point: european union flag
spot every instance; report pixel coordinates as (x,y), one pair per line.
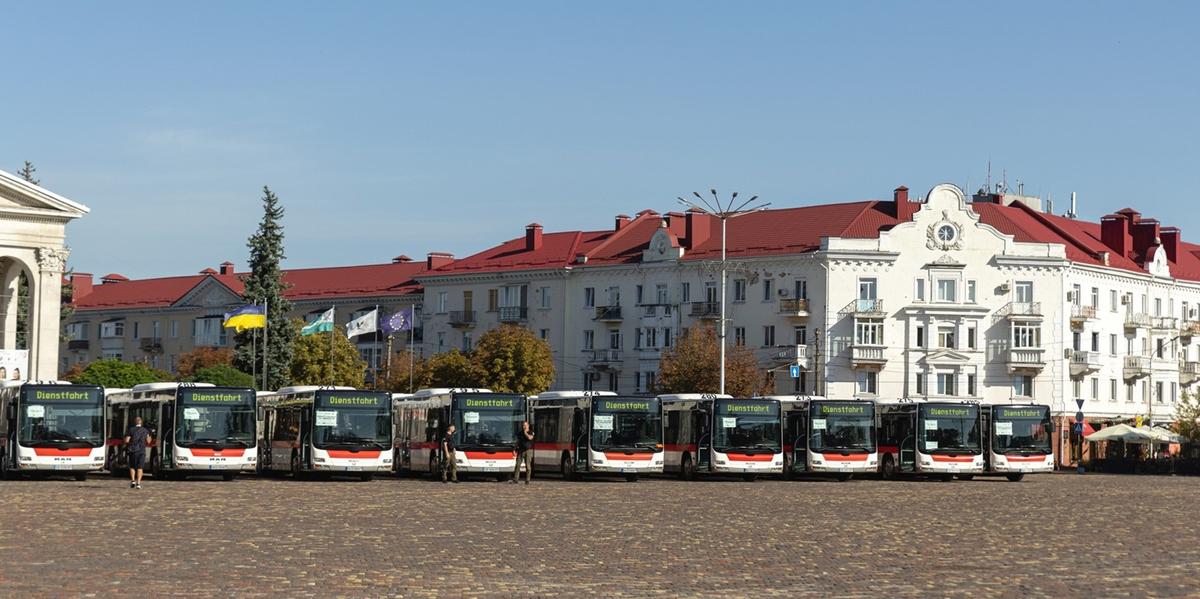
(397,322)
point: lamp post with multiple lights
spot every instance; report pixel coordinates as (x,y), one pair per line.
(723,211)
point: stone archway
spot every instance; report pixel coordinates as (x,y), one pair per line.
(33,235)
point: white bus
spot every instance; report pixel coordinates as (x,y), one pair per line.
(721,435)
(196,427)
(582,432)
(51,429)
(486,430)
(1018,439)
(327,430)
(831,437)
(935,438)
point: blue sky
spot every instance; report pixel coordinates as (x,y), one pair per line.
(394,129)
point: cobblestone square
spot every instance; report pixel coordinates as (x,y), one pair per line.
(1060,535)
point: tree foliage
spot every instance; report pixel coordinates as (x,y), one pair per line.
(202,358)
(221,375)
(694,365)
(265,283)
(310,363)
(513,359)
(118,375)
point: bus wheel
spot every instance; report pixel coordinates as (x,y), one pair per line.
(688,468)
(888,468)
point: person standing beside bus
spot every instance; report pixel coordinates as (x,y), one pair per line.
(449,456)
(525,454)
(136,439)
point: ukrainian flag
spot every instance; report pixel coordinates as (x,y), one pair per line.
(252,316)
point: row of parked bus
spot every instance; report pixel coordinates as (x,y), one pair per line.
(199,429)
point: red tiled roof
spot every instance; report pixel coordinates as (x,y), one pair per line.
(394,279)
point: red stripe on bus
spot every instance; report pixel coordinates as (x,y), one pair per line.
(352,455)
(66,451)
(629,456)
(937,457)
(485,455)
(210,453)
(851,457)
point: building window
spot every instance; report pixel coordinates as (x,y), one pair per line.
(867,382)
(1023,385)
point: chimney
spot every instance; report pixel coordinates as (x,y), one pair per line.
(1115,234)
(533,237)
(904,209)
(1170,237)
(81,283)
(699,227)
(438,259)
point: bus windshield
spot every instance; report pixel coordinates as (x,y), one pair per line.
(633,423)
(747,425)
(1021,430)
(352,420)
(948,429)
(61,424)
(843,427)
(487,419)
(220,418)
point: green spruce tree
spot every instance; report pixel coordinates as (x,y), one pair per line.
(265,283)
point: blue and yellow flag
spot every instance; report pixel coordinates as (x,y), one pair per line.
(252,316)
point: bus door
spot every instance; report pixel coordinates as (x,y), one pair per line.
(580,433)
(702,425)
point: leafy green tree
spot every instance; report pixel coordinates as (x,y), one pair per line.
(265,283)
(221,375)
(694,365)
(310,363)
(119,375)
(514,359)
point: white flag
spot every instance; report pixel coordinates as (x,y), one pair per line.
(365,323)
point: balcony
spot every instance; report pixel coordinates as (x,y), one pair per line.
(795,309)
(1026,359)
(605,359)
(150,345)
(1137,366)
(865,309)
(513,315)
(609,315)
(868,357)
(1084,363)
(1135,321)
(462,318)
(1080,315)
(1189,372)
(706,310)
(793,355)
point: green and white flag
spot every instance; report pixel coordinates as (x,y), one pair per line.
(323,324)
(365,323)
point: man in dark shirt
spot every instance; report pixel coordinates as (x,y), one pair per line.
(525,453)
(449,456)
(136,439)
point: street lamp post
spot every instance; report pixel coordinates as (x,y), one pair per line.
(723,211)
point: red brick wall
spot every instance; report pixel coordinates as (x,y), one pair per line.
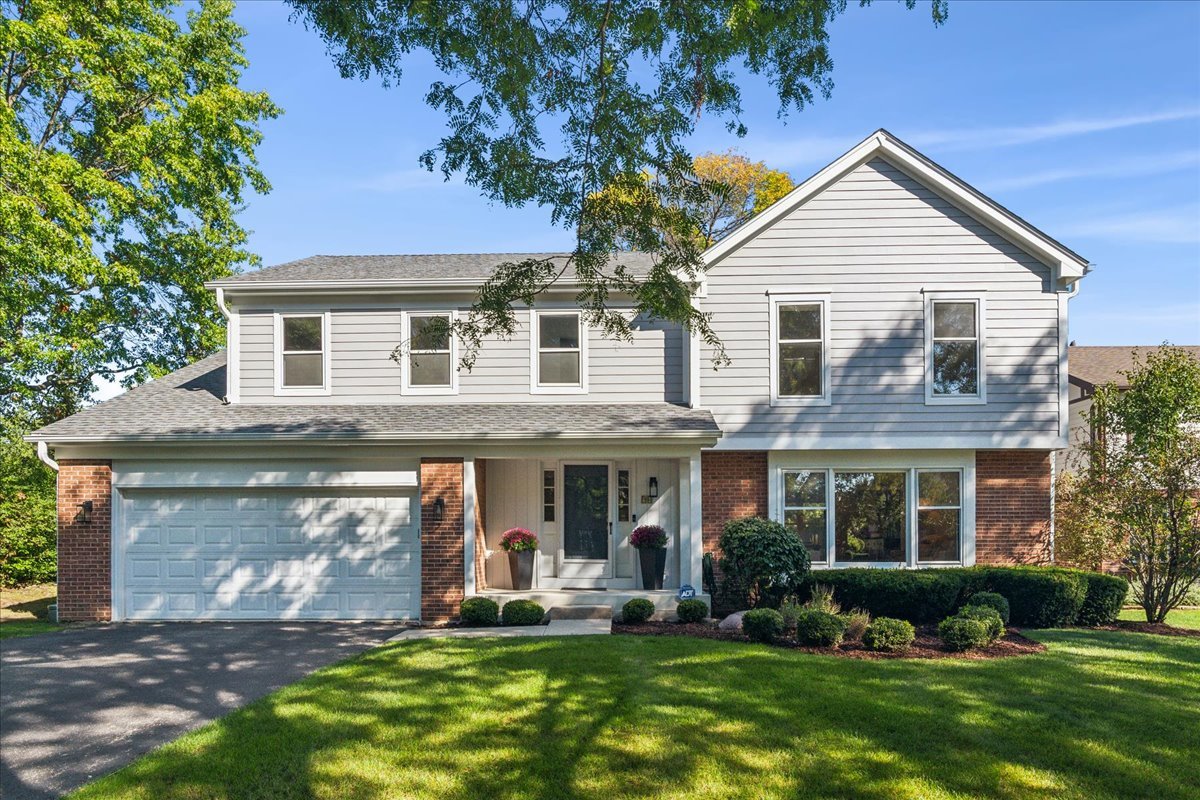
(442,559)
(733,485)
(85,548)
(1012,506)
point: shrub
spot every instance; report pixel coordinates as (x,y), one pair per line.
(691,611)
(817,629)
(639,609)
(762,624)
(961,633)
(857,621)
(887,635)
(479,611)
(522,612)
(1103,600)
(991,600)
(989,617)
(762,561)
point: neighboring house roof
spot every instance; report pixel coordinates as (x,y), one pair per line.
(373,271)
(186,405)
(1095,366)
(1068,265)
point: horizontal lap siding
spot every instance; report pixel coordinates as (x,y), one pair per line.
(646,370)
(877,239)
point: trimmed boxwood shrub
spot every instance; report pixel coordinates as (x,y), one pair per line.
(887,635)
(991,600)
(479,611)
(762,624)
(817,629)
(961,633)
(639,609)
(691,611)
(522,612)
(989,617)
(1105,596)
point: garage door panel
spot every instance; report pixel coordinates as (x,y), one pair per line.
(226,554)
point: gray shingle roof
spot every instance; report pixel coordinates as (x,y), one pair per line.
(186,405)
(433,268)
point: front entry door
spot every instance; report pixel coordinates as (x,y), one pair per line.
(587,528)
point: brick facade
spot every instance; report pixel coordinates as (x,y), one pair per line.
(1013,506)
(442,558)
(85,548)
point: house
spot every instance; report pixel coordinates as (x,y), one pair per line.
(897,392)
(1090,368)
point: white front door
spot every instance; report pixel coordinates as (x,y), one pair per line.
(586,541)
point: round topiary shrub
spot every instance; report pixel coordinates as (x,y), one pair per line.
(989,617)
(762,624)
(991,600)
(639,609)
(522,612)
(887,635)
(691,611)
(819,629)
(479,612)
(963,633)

_Task description_
Send back the data above word for word, with the pictures left out.

_Exercise result_
point: european union flag
spot every instance; report pixel coordinates as (x,y), one pair per line.
(397,322)
point: lamp post with multiple lights
spot every instance; report pixel coordinates as (x,y), one pair per line.
(723,211)
point: stone archway
spot every instance; report pixel coordinates as (x,y), one pair per line.
(33,235)
point: white bus
spot every instance; report pixel coordinates as (x,y), one pair per line.
(721,435)
(196,427)
(582,432)
(51,429)
(486,430)
(1018,439)
(327,430)
(831,437)
(935,438)
point: blue sky
spot every instance; report pixel coordinates as (x,y), one pair per line.
(394,129)
point: cobblestone square
spot every instance; report pixel coordinates as (x,y), one pair per line.
(1060,535)
point: tree foliage
spot every instance; report pixel coordinates as (x,y), one pair per line.
(202,358)
(221,375)
(694,365)
(265,283)
(310,363)
(513,359)
(118,375)
point: bus wheel
spot every instance; report pixel coordinates as (x,y), one pair per line.
(688,468)
(888,468)
point: person standing beside bus
spot every instance; report pixel coordinates as (x,y), one pair per line.
(449,456)
(525,454)
(136,439)
point: ukrainian flag
spot every instance; report pixel coordinates as (x,y), one pair per line.
(252,316)
point: row of parked bus
spot every instance; report pixel coordinates as (x,y), one pair per line.
(199,429)
point: red tiled roof
spot every instance; report pixel coordinates as (x,y), one pair per line.
(394,279)
point: red stripe on bus
spot every instance; report pixel coordinates as (x,y), one pair per line.
(352,455)
(66,451)
(629,456)
(937,457)
(485,455)
(210,453)
(851,457)
point: building window
spot every instance; report pixel coordinates as (x,y), one pair per line.
(867,382)
(1023,385)
point: chimney
spot every instance; report pixel coordinates as (x,y), one pair per line.
(1115,234)
(533,237)
(904,209)
(1170,237)
(81,283)
(699,227)
(438,259)
point: bus windshield
spot every instance; report pixel coordinates as (x,y), one pair per line.
(633,423)
(747,425)
(1021,430)
(352,420)
(948,429)
(61,424)
(843,427)
(487,419)
(220,418)
point: green spruce tree
spot every instance; report pixel coordinates as (x,y), one pair per line.
(265,283)
point: blue and yellow flag
spot every instance; report pixel coordinates as (x,y), one pair per line.
(252,316)
point: bus door
spot every instance; report pixel coordinates as (x,y), one pair per line.
(580,433)
(702,425)
point: leafy green tree
spot every instance; report pixel coordinates as (x,y), one pair per line.
(265,283)
(221,375)
(694,365)
(310,363)
(119,375)
(514,359)
point: white flag
spot every instance; report pixel coordinates as (x,y), one pair per line.
(365,323)
point: balcony
spot every instance; report pixel coordinates as (x,y), one pair per line.
(795,309)
(1026,359)
(605,359)
(150,345)
(1137,366)
(865,309)
(513,315)
(609,315)
(868,357)
(1084,363)
(1135,321)
(462,318)
(1080,315)
(1189,372)
(706,310)
(793,355)
point: green and white flag
spot every instance; report pixel coordinates as (x,y), one pair per line.
(323,324)
(365,323)
point: man in dark shirt
spot every instance; report pixel coordinates as (x,y), one pair per line.
(525,453)
(449,456)
(136,439)
point: street lamp post
spot every instance; report pixel coordinates as (x,y), one pair per line.
(723,211)
point: red brick wall
spot every instance; report pixel coordinates as (x,y), one pair per line.
(442,559)
(733,485)
(85,548)
(1012,506)
point: shrub
spot every instance; report pixel coordinates as (x,y), one pair per line.
(691,611)
(817,629)
(639,609)
(762,624)
(961,633)
(857,621)
(887,635)
(479,611)
(522,612)
(1103,600)
(991,600)
(989,617)
(762,561)
point: neighboring house roof
spot every instance; report pixel coordinates as (x,y), one pair per line.
(373,271)
(186,405)
(1095,366)
(1068,265)
point: horizontal lap siding
spot every instance; report pixel coordinates as (x,y), one pair per line.
(646,370)
(877,239)
point: trimmed boxwood shrub
spot every instance; report pixel coordinates as (x,y), one pair per line.
(887,635)
(991,600)
(479,611)
(762,624)
(817,629)
(961,633)
(639,609)
(691,611)
(522,612)
(989,617)
(1105,596)
point: garage door panel
spot every instance; report pixel coordinates as (x,y), one pair per line.
(226,554)
point: gray shingle roof
spot every instance; report pixel coordinates as (x,y), one pair per line.
(186,405)
(433,268)
point: front entry door
spot every instance; report pixel coordinates as (x,y), one pair per line.
(587,528)
point: brick facade
spot every instance; report pixel coordinates as (x,y), one pair per line.
(1013,506)
(442,558)
(85,548)
point: house
spot every instance; report pixel coordinates as (x,y), one pair per line.
(897,392)
(1090,368)
point: white front door
spot every instance; report pixel coordinates as (x,y), one pair per line.
(586,541)
point: round topiary shrub
spot every instance; report pixel coordinates as (x,y), one pair per line.
(989,617)
(762,624)
(991,600)
(639,609)
(522,612)
(887,635)
(691,611)
(819,629)
(479,612)
(963,633)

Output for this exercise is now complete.